Written instruction
Count the lines of the data that contain the string "Target", matching case exactly, and give only the number.

Exercise inputs
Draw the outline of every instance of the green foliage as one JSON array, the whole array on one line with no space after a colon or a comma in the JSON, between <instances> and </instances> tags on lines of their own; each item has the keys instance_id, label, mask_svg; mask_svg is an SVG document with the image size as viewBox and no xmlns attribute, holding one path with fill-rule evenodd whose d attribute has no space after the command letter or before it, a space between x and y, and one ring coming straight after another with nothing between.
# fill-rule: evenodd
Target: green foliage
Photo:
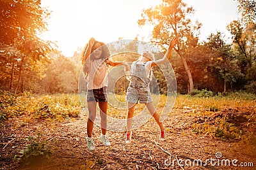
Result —
<instances>
[{"instance_id":1,"label":"green foliage","mask_svg":"<svg viewBox=\"0 0 256 170\"><path fill-rule=\"evenodd\" d=\"M194 123L192 127L194 132L205 134L214 138L228 141L238 139L241 135L237 127L221 118L216 118L213 122L204 122L202 124Z\"/></svg>"},{"instance_id":2,"label":"green foliage","mask_svg":"<svg viewBox=\"0 0 256 170\"><path fill-rule=\"evenodd\" d=\"M194 89L189 93L192 96L199 97L214 97L214 94L212 91L209 91L207 89L203 89L198 90Z\"/></svg>"},{"instance_id":3,"label":"green foliage","mask_svg":"<svg viewBox=\"0 0 256 170\"><path fill-rule=\"evenodd\" d=\"M15 155L14 160L23 165L33 166L47 161L52 156L51 148L46 141L42 141L41 136L42 134L38 133L36 138L28 137L26 140L29 144Z\"/></svg>"},{"instance_id":4,"label":"green foliage","mask_svg":"<svg viewBox=\"0 0 256 170\"><path fill-rule=\"evenodd\" d=\"M77 117L78 97L61 95L36 96L29 92L17 96L1 91L0 94L0 118L4 119L21 115L32 115L35 118ZM72 105L73 104L73 105Z\"/></svg>"}]
</instances>

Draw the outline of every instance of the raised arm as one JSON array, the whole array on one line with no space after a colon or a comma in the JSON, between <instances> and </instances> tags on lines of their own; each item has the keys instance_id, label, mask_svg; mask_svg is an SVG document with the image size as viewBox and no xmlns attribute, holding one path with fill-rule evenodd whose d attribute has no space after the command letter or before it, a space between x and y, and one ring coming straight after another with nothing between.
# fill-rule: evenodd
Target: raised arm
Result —
<instances>
[{"instance_id":1,"label":"raised arm","mask_svg":"<svg viewBox=\"0 0 256 170\"><path fill-rule=\"evenodd\" d=\"M123 61L123 62L115 61L115 62L114 62L114 61L112 61L112 60L108 59L108 60L107 60L107 62L108 62L110 66L115 67L115 66L118 66L118 65L119 65L119 64L123 64L123 65L124 65L124 61Z\"/></svg>"},{"instance_id":2,"label":"raised arm","mask_svg":"<svg viewBox=\"0 0 256 170\"><path fill-rule=\"evenodd\" d=\"M178 43L178 39L176 37L173 37L169 44L169 48L167 50L167 52L165 53L164 57L161 59L159 59L157 60L154 60L151 64L151 67L154 67L161 64L163 64L168 60L170 56L171 55L172 50L173 46Z\"/></svg>"}]
</instances>

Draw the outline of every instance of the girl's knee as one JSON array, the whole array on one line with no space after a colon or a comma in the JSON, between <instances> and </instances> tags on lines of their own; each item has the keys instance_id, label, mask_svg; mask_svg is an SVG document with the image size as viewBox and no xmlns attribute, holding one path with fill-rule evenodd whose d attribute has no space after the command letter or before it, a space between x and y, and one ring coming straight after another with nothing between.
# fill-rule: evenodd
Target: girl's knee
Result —
<instances>
[{"instance_id":1,"label":"girl's knee","mask_svg":"<svg viewBox=\"0 0 256 170\"><path fill-rule=\"evenodd\" d=\"M95 120L95 118L96 118L96 114L89 113L88 118L92 122L94 122L94 120Z\"/></svg>"}]
</instances>

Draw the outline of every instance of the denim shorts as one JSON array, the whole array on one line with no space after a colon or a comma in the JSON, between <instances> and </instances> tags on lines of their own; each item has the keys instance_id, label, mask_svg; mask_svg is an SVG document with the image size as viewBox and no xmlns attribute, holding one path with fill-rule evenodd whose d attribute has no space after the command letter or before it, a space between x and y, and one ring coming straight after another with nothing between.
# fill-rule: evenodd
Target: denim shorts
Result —
<instances>
[{"instance_id":1,"label":"denim shorts","mask_svg":"<svg viewBox=\"0 0 256 170\"><path fill-rule=\"evenodd\" d=\"M148 103L152 102L148 85L131 84L127 89L125 100L131 103Z\"/></svg>"},{"instance_id":2,"label":"denim shorts","mask_svg":"<svg viewBox=\"0 0 256 170\"><path fill-rule=\"evenodd\" d=\"M108 102L107 87L87 90L87 101Z\"/></svg>"}]
</instances>

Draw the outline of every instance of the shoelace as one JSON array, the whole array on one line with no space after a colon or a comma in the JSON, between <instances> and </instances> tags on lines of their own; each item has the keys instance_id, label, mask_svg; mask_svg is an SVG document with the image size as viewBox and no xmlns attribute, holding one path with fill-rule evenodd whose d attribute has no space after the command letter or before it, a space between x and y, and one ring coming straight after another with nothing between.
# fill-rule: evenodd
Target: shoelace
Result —
<instances>
[{"instance_id":1,"label":"shoelace","mask_svg":"<svg viewBox=\"0 0 256 170\"><path fill-rule=\"evenodd\" d=\"M131 136L131 133L129 133L129 134L126 134L126 140L127 140L127 141L130 140L130 136Z\"/></svg>"},{"instance_id":2,"label":"shoelace","mask_svg":"<svg viewBox=\"0 0 256 170\"><path fill-rule=\"evenodd\" d=\"M88 144L89 146L92 146L93 145L93 143L92 141L88 141Z\"/></svg>"},{"instance_id":3,"label":"shoelace","mask_svg":"<svg viewBox=\"0 0 256 170\"><path fill-rule=\"evenodd\" d=\"M102 137L103 140L104 141L104 142L107 142L108 141L108 138L106 136L103 136Z\"/></svg>"},{"instance_id":4,"label":"shoelace","mask_svg":"<svg viewBox=\"0 0 256 170\"><path fill-rule=\"evenodd\" d=\"M164 131L161 131L161 138L164 138Z\"/></svg>"}]
</instances>

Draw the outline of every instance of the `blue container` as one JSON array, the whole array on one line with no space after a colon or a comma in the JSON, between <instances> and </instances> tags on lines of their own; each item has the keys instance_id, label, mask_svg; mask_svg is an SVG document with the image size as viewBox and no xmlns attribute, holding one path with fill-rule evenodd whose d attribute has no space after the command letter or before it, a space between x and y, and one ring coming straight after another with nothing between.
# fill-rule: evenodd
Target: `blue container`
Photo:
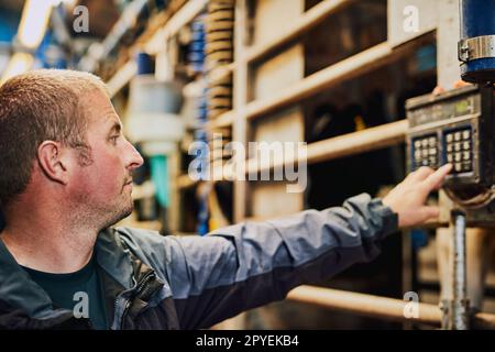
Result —
<instances>
[{"instance_id":1,"label":"blue container","mask_svg":"<svg viewBox=\"0 0 495 352\"><path fill-rule=\"evenodd\" d=\"M461 1L461 38L495 35L495 0ZM495 80L495 58L477 58L461 64L461 75L466 81Z\"/></svg>"},{"instance_id":2,"label":"blue container","mask_svg":"<svg viewBox=\"0 0 495 352\"><path fill-rule=\"evenodd\" d=\"M138 75L153 75L155 73L155 62L150 54L138 53Z\"/></svg>"}]
</instances>

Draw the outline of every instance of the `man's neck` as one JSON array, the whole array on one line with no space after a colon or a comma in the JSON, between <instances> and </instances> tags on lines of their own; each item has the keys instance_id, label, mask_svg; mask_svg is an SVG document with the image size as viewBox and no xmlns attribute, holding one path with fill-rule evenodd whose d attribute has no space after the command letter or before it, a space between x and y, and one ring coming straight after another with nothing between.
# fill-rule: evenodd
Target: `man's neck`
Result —
<instances>
[{"instance_id":1,"label":"man's neck","mask_svg":"<svg viewBox=\"0 0 495 352\"><path fill-rule=\"evenodd\" d=\"M50 219L37 212L24 211L23 215L21 219L10 218L0 234L20 265L63 274L77 272L89 262L97 229L81 228L76 223L87 222L63 219L63 216Z\"/></svg>"}]
</instances>

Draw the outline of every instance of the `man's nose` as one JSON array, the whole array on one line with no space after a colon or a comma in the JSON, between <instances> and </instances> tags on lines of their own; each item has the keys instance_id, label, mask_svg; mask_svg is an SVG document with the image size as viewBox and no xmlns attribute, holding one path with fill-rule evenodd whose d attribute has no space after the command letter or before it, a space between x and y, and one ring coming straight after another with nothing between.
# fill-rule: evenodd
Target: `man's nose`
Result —
<instances>
[{"instance_id":1,"label":"man's nose","mask_svg":"<svg viewBox=\"0 0 495 352\"><path fill-rule=\"evenodd\" d=\"M141 165L143 165L144 160L141 156L140 152L138 152L138 150L134 147L134 145L132 145L131 142L128 142L128 148L129 152L127 153L127 155L129 155L129 161L128 161L128 168L130 169L135 169L138 167L140 167Z\"/></svg>"}]
</instances>

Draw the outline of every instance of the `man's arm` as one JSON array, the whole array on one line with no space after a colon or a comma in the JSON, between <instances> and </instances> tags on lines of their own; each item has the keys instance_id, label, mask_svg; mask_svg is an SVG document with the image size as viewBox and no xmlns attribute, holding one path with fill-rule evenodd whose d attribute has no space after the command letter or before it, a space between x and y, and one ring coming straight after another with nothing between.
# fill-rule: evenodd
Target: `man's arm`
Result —
<instances>
[{"instance_id":1,"label":"man's arm","mask_svg":"<svg viewBox=\"0 0 495 352\"><path fill-rule=\"evenodd\" d=\"M418 170L383 202L360 195L342 207L244 222L205 238L154 240L161 242L166 258L161 267L170 285L180 327L210 327L283 299L298 285L321 282L354 263L373 260L381 241L399 223L413 226L437 215L438 209L424 204L448 172L448 167L435 174ZM156 253L158 246L154 248Z\"/></svg>"}]
</instances>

Correct result
9